» Selected excerpt
The above provisions of this clause (e) shall similarly apply to
successive reclassifications, consolidations and mergers.
(f) By duly adopted resolution of its board of directors, the Company at
any time may increase the Conversion Ratio, temporarily or otherwise,
by any amount, but in no event shall such Conversion Ratio require the
issuance of Common Stock for less than the par value of the Common
Stock at the time such reduction is made.
Whenever the Conversion Ratio is increased pursuant to this sub clause
(f), the Company shall mail to the holders a notice of the increased
Conversion Ratio. The notice shall state the increased Conversion
Ratio and the period it will be in effect.
An increase in the Conversion Ratio does not change or adjust the
Conversion Ratio otherwise in effect for purposes of sub clauses (d)
and (e) of this paragraph 8.
9. Protective Provisions.
----------------------
(a) Reservation of Shares; Transfer Taxes; Etc. The Corporation shall at
all times serve and keep available, out of its authorized and unissued
stock, solely for the purpose of effecting the conversion of the
Convertible Preferred Stock, such number of shares of its Common Stock
free of preemptive rights as shall from time to time be sufficient to
effect the conversion of all shares of Convertible Preferred Stock
from time to time outstanding. The Corporation shall from time to
time, in accordance with the laws of the State of Nevada, increase the
authorized number of shares of Common Stock if at any time the number
of shares of Common Stock not outstanding shall not be sufficient to
permit the conversion of all the then outstanding shares of
Convertible Preferred Stock.

Records from a data source:
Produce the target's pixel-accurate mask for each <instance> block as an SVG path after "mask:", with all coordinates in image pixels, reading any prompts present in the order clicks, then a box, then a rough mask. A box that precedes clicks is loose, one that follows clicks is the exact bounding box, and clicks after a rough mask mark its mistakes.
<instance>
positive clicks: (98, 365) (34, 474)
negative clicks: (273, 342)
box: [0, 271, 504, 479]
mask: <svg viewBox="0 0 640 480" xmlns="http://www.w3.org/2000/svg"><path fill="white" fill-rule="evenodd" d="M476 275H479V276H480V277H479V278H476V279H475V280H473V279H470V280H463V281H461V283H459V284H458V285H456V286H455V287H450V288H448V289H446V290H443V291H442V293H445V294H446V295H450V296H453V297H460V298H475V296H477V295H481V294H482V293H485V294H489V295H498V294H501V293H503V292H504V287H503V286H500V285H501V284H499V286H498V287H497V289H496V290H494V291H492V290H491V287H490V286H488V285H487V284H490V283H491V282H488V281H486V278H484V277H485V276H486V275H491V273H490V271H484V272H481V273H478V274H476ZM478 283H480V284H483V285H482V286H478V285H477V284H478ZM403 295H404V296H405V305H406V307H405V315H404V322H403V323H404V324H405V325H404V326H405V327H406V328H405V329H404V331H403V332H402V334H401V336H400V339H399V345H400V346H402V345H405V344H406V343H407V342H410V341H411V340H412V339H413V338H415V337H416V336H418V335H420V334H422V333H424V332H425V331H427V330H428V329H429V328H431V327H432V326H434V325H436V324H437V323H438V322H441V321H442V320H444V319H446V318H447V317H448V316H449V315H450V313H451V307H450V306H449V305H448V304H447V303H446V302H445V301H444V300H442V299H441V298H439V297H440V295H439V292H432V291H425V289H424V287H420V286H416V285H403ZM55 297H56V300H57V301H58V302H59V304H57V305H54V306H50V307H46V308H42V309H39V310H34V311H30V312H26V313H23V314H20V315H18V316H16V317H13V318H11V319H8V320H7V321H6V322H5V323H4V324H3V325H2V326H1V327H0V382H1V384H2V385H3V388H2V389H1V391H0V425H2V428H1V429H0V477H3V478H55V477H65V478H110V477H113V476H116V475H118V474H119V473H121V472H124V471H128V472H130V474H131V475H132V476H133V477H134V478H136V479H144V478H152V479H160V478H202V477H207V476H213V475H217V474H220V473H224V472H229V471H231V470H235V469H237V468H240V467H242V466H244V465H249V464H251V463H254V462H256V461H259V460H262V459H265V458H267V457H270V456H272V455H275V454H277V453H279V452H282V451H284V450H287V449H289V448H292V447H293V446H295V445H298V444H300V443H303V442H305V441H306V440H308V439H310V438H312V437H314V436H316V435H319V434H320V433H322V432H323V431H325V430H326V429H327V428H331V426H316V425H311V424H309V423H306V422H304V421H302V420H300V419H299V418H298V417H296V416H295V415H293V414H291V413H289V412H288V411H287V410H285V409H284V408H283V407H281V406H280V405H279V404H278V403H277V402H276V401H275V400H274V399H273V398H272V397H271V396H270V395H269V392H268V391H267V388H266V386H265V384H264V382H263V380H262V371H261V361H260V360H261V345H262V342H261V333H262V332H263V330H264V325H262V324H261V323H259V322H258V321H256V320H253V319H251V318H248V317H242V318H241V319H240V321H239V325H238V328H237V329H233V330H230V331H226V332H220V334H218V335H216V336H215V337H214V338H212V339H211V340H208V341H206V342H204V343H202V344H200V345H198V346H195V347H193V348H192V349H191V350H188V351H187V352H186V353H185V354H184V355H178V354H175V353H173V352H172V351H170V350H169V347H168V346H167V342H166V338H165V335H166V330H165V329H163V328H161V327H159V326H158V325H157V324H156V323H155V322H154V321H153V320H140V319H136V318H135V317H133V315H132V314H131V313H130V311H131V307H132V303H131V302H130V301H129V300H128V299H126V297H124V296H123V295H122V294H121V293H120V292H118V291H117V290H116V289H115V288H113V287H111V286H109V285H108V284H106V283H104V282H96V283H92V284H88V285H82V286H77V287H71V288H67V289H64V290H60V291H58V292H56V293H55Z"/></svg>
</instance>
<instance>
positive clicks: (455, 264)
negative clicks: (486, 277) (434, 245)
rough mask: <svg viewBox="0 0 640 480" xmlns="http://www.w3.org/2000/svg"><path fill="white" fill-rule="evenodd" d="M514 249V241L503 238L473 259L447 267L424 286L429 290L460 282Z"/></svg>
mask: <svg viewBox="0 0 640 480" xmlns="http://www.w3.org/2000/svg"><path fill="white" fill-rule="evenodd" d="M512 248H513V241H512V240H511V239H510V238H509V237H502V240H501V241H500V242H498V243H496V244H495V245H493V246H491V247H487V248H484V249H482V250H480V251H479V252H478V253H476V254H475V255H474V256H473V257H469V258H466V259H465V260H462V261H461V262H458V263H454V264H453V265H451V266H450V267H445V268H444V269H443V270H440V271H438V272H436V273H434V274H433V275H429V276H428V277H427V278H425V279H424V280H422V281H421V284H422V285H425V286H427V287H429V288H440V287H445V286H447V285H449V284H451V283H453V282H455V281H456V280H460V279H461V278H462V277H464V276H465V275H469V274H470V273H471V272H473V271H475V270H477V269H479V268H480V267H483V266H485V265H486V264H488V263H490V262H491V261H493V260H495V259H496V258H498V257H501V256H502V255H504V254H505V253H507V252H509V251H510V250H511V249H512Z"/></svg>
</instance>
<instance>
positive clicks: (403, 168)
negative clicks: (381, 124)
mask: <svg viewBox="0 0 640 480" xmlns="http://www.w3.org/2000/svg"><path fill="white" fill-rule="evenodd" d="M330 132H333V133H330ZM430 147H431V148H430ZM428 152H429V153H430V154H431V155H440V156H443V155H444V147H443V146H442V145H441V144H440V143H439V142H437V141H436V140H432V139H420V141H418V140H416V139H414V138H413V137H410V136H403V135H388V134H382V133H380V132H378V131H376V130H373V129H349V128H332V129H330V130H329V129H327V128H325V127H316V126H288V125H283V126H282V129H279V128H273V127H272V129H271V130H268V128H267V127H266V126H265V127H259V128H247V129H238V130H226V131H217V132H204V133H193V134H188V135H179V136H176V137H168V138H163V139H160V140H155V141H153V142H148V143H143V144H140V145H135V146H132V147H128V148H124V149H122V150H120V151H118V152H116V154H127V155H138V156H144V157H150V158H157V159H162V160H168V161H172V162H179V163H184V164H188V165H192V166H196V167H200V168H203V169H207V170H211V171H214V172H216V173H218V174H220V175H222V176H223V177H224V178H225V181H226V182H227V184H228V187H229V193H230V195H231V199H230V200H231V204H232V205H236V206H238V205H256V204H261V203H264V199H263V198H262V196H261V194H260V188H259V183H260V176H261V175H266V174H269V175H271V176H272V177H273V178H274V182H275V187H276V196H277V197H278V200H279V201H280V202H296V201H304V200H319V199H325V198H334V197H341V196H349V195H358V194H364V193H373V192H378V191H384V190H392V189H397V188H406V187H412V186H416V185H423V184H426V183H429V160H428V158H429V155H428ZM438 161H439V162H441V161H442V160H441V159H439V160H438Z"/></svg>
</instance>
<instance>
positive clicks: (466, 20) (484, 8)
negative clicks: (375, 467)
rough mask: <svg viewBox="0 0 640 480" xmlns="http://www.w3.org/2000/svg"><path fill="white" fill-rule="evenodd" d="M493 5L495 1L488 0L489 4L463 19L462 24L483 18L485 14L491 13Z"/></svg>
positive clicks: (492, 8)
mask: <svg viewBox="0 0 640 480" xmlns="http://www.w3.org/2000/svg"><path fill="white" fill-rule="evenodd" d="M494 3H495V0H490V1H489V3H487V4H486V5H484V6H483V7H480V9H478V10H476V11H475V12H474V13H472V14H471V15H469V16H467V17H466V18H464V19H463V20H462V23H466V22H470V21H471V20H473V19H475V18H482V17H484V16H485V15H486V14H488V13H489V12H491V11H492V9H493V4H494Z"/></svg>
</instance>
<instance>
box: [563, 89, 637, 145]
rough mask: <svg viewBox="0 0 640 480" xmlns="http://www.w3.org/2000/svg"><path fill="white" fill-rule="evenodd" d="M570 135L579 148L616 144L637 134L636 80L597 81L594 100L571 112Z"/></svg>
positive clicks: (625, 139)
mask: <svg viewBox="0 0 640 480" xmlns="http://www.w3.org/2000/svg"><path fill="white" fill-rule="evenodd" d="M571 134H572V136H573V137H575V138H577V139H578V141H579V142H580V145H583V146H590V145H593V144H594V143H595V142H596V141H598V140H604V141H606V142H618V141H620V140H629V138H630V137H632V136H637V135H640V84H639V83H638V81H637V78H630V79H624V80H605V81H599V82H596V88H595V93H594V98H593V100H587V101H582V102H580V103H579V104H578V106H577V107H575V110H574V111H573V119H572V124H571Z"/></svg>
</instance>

» Work order
Repeat the entire excerpt on the Conversion Ratio and protective provisions above, word for word.

» Solution
The above provisions of this clause (e) shall similarly apply to
successive reclassifications, consolidations and mergers.
(f) By duly adopted resolution of its board of directors, the Company at
any time may increase the Conversion Ratio, temporarily or otherwise,
by any amount, but in no event shall such Conversion Ratio require the
issuance of Common Stock for less than the par value of the Common
Stock at the time such reduction is made.
Whenever the Conversion Ratio is increased pursuant to this sub clause
(f), the Company shall mail to the holders a notice of the increased
Conversion Ratio. The notice shall state the increased Conversion
Ratio and the period it will be in effect.
An increase in the Conversion Ratio does not change or adjust the
Conversion Ratio otherwise in effect for purposes of sub clauses (d)
and (e) of this paragraph 8.
9. Protective Provisions.
----------------------
(a) Reservation of Shares; Transfer Taxes; Etc. The Corporation shall at
all times serve and keep available, out of its authorized and unissued
stock, solely for the purpose of effecting the conversion of the
Convertible Preferred Stock, such number of shares of its Common Stock
free of preemptive rights as shall from time to time be sufficient to
effect the conversion of all shares of Convertible Preferred Stock
from time to time outstanding. The Corporation shall from time to
time, in accordance with the laws of the State of Nevada, increase the
authorized number of shares of Common Stock if at any time the number
of shares of Common Stock not outstanding shall not be sufficient to
permit the conversion of all the then outstanding shares of
Convertible Preferred Stock.